▶ **WHAT YOU SHOULD DO**
Count how many lines in the items below contain the string "rocky". Reply with the number only.

▶ **STORED RECORDS**
......

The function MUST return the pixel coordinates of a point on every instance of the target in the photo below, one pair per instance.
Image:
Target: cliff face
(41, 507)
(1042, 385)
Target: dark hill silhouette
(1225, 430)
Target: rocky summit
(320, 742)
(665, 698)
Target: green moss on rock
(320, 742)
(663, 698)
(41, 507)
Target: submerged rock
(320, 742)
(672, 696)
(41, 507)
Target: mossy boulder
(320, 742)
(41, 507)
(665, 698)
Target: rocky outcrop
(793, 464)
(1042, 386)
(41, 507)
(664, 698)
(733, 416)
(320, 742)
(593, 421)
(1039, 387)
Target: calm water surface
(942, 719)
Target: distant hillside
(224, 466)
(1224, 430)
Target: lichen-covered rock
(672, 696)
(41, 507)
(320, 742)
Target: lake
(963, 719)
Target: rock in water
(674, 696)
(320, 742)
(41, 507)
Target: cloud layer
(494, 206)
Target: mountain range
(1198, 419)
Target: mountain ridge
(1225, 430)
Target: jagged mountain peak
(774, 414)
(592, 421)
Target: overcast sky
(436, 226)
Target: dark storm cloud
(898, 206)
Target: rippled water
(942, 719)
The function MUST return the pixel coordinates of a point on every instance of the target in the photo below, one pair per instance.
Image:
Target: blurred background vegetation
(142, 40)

......

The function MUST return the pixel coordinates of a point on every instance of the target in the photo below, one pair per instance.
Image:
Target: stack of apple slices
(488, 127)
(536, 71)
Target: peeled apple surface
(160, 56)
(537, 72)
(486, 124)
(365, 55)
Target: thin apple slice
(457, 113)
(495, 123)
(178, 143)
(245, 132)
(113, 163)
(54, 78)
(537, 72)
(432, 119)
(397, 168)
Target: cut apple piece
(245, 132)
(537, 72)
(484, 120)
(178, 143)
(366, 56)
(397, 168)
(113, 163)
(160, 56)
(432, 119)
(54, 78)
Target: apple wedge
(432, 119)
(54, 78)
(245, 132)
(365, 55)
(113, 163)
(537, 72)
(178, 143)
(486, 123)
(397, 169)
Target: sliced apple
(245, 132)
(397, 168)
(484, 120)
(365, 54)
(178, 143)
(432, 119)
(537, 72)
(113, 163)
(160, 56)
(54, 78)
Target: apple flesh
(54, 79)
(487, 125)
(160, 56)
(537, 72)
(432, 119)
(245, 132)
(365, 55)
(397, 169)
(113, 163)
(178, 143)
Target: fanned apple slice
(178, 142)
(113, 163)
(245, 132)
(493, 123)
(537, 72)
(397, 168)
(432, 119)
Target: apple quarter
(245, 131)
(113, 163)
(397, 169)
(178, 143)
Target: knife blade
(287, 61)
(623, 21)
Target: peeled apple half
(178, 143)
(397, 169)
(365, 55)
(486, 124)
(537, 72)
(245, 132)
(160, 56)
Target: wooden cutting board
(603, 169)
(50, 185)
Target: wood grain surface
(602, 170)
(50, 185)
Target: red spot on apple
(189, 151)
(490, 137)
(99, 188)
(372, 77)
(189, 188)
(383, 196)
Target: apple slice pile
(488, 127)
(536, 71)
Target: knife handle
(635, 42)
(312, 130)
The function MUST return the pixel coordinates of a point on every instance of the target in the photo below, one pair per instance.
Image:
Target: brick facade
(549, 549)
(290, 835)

......

▶ **EXERCISE RESULT**
2